• **Region annotation entries**:
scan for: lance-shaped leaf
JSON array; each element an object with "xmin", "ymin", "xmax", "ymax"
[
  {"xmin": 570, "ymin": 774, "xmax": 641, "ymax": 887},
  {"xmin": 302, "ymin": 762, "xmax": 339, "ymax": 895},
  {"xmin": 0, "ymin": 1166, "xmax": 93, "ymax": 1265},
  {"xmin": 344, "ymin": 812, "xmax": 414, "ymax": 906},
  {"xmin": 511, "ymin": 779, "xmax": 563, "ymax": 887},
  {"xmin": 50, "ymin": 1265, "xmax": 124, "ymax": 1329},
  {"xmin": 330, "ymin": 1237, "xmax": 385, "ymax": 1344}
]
--
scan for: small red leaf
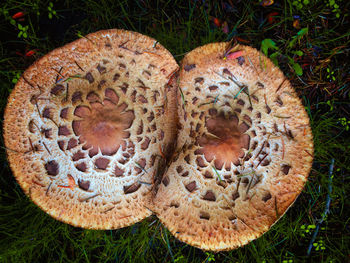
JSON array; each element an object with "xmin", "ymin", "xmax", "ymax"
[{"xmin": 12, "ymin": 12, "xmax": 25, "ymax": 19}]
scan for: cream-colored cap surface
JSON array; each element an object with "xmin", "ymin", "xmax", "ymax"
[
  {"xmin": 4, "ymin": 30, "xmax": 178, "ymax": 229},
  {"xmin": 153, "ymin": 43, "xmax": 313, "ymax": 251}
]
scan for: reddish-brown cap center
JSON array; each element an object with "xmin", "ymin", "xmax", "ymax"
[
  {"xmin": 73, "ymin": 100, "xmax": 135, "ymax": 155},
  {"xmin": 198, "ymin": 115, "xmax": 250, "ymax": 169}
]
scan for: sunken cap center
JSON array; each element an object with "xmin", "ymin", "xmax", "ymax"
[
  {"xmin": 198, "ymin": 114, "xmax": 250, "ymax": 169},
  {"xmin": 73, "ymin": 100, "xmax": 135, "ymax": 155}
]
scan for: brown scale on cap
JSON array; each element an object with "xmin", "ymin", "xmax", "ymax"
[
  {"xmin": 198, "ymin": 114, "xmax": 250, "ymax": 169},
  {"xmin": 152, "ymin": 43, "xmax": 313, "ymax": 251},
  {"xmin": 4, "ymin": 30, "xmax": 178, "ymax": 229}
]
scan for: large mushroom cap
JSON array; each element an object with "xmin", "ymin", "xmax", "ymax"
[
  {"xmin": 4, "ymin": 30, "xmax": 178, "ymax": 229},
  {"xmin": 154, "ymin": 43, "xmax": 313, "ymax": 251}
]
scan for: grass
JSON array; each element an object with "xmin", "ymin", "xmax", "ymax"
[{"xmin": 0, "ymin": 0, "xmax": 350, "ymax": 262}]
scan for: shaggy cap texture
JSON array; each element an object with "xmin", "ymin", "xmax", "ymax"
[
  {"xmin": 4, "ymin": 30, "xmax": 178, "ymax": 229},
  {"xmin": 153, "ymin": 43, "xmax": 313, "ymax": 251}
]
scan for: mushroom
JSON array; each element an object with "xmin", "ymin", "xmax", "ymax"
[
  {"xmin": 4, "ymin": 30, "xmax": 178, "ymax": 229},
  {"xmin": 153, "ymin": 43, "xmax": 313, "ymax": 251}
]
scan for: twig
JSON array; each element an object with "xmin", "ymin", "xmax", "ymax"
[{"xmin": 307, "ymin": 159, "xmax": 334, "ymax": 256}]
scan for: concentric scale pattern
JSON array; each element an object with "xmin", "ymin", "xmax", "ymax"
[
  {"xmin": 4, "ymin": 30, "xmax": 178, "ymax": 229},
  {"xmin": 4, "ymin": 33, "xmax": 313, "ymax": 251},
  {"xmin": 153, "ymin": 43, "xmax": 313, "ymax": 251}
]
==
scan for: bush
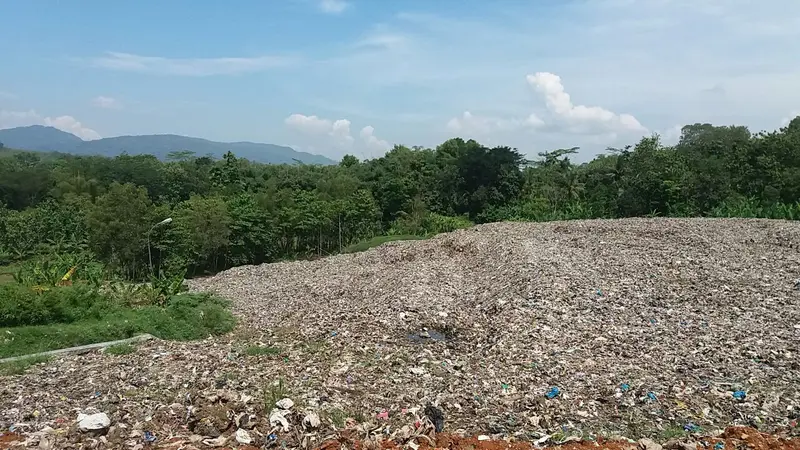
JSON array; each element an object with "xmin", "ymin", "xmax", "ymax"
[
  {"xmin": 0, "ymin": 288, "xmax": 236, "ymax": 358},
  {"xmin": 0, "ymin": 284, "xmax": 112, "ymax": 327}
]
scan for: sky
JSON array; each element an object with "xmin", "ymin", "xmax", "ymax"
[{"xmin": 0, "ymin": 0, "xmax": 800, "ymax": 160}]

• **INSTRUCTIONS FOR THE TASK**: Locate each line in the data above that contains the word "mushroom", and copy every such line in full.

• **THE OUTPUT**:
scan for: large mushroom cap
scan for: mushroom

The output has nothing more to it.